Quote all of the data below verbatim, omitting the picture from your output.

Data for processing |

┄┄┄┄┄┄┄┄┄┄┄┄┄┄┄┄┄┄┄┄

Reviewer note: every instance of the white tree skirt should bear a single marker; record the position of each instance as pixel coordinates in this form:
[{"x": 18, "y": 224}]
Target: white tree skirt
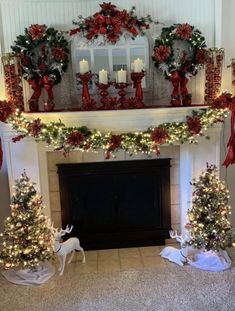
[
  {"x": 211, "y": 261},
  {"x": 28, "y": 277}
]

┄┄┄┄┄┄┄┄┄┄┄┄┄┄┄┄┄┄┄┄

Answer |
Reviewer note: every instance of the white tree skirt should bear a single marker; record the position of each instance as pixel coordinates in this form:
[{"x": 18, "y": 224}]
Target: white tree skirt
[
  {"x": 211, "y": 261},
  {"x": 28, "y": 277}
]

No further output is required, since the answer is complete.